--- begin Dataset excerpts ---

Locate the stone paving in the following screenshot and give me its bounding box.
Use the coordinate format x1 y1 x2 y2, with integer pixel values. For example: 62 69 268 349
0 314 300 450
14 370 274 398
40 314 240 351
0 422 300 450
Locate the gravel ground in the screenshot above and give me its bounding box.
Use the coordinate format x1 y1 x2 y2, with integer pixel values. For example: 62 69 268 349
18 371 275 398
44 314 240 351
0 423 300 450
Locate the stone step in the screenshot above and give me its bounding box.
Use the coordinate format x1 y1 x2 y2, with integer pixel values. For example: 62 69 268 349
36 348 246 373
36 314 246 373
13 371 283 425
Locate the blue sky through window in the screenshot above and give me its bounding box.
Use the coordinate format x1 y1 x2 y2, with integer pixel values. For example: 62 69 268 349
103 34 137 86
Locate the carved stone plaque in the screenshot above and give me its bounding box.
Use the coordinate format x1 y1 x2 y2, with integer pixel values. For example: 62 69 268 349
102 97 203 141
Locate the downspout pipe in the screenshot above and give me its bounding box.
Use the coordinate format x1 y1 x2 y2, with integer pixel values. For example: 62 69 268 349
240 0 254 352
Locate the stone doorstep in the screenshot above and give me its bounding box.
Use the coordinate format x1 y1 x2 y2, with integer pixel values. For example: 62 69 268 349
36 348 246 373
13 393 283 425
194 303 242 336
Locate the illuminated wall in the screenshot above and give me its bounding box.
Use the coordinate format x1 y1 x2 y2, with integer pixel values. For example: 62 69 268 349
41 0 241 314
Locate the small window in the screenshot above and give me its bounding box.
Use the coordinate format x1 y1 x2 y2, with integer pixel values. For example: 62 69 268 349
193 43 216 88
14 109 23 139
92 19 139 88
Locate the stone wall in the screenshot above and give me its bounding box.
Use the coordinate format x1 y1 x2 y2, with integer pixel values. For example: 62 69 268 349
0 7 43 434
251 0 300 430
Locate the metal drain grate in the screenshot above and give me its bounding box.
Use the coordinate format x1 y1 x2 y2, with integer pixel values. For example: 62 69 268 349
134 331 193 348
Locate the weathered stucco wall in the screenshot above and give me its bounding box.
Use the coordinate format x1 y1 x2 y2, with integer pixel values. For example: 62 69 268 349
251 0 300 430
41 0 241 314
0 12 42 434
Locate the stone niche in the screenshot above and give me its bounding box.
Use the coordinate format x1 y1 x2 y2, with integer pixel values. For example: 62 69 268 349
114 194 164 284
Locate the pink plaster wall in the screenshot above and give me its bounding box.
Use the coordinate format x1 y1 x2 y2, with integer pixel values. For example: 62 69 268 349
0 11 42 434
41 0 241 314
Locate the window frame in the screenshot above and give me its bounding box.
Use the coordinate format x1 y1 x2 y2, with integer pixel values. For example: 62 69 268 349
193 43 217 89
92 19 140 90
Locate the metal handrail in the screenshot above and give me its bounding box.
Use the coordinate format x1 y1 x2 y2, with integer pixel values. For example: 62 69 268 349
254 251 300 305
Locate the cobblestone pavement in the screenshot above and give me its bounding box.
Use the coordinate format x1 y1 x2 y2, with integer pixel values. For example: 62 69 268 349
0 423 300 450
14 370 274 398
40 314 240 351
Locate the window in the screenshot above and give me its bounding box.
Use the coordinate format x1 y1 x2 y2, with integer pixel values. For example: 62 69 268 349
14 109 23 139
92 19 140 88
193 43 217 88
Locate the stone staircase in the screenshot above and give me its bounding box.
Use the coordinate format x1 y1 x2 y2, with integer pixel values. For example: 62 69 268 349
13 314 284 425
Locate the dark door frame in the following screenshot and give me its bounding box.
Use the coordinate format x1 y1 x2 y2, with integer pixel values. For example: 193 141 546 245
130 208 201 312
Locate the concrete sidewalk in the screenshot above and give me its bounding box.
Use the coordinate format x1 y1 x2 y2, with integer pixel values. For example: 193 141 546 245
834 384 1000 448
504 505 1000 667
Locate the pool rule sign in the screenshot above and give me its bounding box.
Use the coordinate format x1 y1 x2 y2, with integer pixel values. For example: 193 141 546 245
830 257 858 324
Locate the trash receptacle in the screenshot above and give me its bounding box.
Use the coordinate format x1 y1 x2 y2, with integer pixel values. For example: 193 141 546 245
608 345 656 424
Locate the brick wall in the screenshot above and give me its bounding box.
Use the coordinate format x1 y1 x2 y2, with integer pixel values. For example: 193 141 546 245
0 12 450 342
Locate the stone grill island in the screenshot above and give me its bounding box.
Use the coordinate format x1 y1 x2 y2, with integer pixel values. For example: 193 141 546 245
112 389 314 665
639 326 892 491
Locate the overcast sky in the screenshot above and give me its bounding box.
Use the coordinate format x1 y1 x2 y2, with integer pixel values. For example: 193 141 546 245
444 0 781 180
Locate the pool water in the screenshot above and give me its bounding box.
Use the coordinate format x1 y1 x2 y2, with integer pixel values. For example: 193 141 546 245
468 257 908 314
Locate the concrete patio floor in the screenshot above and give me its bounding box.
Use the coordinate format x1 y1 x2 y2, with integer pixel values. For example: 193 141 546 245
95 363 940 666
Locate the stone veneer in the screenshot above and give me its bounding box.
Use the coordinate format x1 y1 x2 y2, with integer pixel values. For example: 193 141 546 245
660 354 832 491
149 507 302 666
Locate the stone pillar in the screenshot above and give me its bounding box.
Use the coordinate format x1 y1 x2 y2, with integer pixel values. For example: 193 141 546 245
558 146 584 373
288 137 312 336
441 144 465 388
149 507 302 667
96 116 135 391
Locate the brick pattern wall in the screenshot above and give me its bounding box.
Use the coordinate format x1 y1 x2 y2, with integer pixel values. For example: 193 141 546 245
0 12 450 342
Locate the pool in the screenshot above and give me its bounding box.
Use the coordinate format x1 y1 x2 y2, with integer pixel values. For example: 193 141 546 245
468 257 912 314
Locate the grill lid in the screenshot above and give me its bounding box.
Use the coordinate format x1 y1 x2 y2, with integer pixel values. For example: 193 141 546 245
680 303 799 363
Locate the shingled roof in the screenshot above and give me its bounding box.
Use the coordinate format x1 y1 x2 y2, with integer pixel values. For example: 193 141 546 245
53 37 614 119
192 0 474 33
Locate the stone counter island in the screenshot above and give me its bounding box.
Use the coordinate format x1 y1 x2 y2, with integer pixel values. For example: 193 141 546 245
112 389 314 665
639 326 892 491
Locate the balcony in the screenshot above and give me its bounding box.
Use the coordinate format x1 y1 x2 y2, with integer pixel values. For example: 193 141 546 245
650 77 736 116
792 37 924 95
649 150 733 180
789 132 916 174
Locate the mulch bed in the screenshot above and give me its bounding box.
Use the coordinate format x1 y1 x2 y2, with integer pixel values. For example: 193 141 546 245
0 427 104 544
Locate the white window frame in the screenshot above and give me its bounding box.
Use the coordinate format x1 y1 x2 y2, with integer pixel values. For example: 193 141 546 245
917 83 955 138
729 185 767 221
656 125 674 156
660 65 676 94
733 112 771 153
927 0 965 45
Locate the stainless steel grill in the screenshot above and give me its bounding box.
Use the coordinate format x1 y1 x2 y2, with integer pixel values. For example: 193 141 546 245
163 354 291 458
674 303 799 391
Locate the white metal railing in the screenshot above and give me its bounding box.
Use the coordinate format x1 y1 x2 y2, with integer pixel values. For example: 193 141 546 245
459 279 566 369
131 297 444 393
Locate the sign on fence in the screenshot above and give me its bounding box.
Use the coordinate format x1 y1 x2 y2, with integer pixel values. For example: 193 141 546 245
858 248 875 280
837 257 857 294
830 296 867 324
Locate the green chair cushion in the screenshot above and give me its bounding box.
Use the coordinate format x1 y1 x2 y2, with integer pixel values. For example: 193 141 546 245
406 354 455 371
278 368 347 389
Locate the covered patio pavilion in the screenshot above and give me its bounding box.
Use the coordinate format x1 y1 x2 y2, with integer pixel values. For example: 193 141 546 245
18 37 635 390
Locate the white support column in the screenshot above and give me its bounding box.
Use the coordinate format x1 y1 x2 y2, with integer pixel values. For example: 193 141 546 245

--- end Dataset excerpts ---

Can you rewrite the stretch from the line containing "Locate the window frame" through the line containing "254 251 300 305", with "bounding box" replaced by "enclosing rectangle" and everything else left unchanged?

Locate the window frame in the screenshot above and give me its enclosing rectangle.
Use the coordinate format x1 y1 x2 y2, with integer pixel values. For example: 62 69 268 349
193 43 217 89
92 19 140 90
Locate the metal handrail in the screenshot above and give me its enclosing rectangle.
Use the coordinate format x1 y1 x2 y2, with integer pixel values. For example: 62 69 268 349
254 251 300 305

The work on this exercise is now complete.